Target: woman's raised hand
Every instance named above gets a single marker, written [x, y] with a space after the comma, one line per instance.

......

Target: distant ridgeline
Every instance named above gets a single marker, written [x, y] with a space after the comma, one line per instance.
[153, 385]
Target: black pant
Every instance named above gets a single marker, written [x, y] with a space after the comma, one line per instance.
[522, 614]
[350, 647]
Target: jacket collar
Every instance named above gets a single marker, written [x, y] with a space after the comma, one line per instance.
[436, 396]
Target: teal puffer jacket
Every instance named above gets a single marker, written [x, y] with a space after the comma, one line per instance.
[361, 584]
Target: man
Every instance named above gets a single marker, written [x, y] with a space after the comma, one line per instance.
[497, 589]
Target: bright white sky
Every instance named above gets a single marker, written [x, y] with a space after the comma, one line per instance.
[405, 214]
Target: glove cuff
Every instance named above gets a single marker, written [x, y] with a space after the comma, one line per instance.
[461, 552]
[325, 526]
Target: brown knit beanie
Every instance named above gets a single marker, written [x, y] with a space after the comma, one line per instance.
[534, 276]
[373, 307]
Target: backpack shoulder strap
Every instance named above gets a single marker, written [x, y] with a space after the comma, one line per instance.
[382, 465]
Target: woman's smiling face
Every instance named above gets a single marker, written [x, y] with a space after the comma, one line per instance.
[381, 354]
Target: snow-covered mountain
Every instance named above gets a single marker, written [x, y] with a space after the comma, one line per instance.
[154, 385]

......

Would you please copy, word for word, everything above from the line containing "Target: distant ridgeline" down to the line containing "Target: jacket collar", those two lines included?

• [Task output]
Target: distant ridgeline
Every instance named above gets a single marker, written [x, y] with a space after the comma, one line per instance.
[153, 385]
Target: black pant
Every instance named above gets a single marker, written [x, y] with a space after the comma, one line per instance.
[522, 614]
[350, 647]
Target: jacket collar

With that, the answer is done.